▶ **PROBLEMS AND TASKS**
1. From the news piece on immunotherapy for leptomeningeal carcinomatosis, copy word for word the passage starting at "Two new studies" and ending at "and/or spinal cord.".
2. Translate this sentence from the news piece on immunotherapy for leptomeningeal carcinomatosis into Spanish: "Two patients discontinued treatment due to unacceptable toxicity."
[DOCUMENT SEGMENT — start]
Two new studies published in Nature Communications indicate that immunotherapy may benefit people with leptomeningeal carcinomatosis, a rare but serious complication of cancer that has spread to the brain and/or spinal cord.
Approximately 5% to 8% of all patients with cancer develop leptomeningeal carcinomatosis—tumors in the leptomeninges and cerebrospinal fluid—after first being diagnosed with breast cancer, lung cancer, melanoma, or other malignancies. Current treatment options rarely benefit patients with leptomeningeal carcinomatosis, and there is an urgent need for new therapies.
Immune checkpoint inhibitors are important medications that boost the immune system’s response against various cancers, but their effects against leptomeningeal carcinomatosis are unclear. To investigate, researchers conducted two phase II clinical trials.
Study Findings
In the first article, published by Prakadan et al, researchers collected and analyzed immune cells and cancer cells from the cerebrospinal fluid of patients in the trials both before and after treatment with immune checkpoint inhibitors. Researchers found signs that the therapy was having an effect; for example, the number of certain cancer-killing immune cells and the expression of particular genes within cells were higher following treatment.
The second article, published by Brastianos et al, presents the results of a study that evaluated 18 patients with leptomeningeal carcinomatosis who received combined ipilimumab and nivolumab until disease progression or unacceptable toxicity. The primary endpoint was overall survival at 3 months, and 8 of the 18 patients were alive at that time—historically, patients survive for a median of 3 to 7 weeks after being diagnosed with leptomeningeal carcinomatosis. One-third of patients experienced one or more serious adverse events. Two patients discontinued treatment due to unacceptable toxicity. The most frequent adverse events included fatigue, nausea, fever, anorexia, and rash.
[DOCUMENT SEGMENT — finish]
[DATASET CONTENT — start]
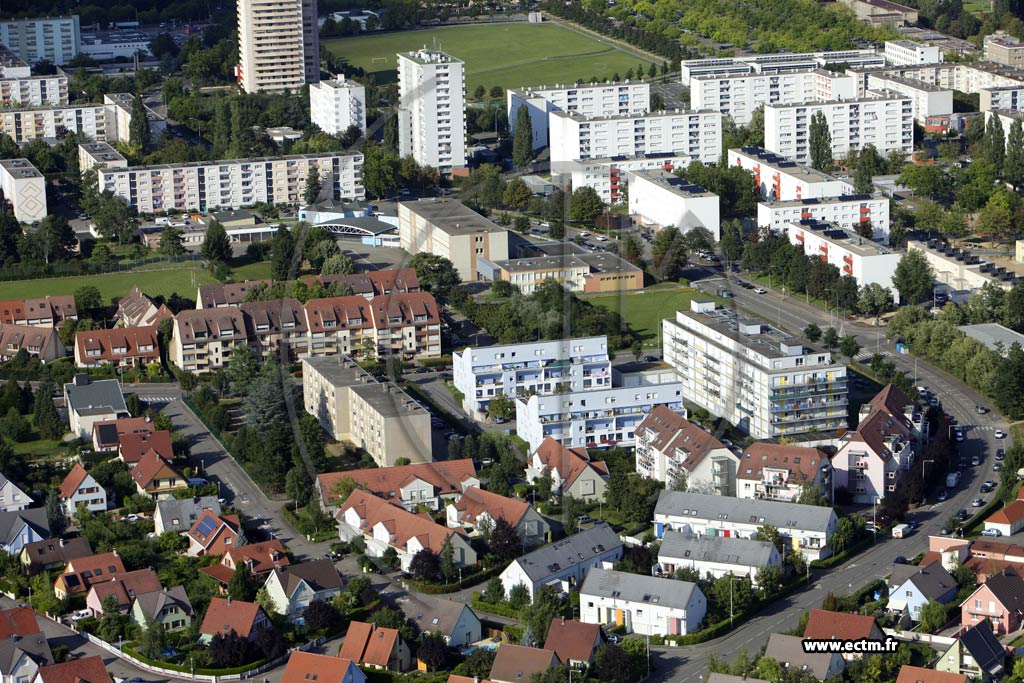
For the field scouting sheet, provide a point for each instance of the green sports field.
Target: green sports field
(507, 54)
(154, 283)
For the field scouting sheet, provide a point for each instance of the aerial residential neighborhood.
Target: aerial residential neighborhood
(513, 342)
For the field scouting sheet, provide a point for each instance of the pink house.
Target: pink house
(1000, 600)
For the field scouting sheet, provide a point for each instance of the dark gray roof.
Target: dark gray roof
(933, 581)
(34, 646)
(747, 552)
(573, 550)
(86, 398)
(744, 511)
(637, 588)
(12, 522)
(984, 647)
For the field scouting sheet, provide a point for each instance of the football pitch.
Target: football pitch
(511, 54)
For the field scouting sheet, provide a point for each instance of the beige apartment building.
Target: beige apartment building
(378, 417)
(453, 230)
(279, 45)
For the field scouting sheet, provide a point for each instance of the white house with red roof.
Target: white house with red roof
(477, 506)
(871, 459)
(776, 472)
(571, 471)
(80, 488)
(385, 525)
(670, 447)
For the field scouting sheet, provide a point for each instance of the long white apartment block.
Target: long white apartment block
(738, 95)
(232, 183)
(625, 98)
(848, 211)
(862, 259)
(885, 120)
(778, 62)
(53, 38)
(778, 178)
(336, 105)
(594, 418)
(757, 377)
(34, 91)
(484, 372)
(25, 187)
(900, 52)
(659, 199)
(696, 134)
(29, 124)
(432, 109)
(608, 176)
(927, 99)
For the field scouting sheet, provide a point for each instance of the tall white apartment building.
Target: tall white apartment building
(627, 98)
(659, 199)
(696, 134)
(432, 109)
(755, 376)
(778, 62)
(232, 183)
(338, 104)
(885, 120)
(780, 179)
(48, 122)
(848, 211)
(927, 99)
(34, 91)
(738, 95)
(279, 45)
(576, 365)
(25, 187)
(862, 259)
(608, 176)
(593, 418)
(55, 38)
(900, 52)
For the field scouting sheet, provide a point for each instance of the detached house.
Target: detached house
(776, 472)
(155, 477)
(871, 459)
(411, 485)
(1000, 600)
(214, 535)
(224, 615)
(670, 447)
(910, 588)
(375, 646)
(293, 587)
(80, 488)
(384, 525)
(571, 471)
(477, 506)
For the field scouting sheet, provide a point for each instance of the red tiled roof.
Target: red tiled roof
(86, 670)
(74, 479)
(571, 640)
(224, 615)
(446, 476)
[DATASET CONTENT — finish]
▶ **ANSWERS TO THE PROBLEMS**
1.
Two new studies published in Nature Communications indicate that immunotherapy may benefit people with leptomeningeal carcinomatosis, a rare but serious complication of cancer that has spread to the brain and/or spinal cord.

2. Dos pacientes suspendieron el tratamiento debido a una toxicidad inaceptable.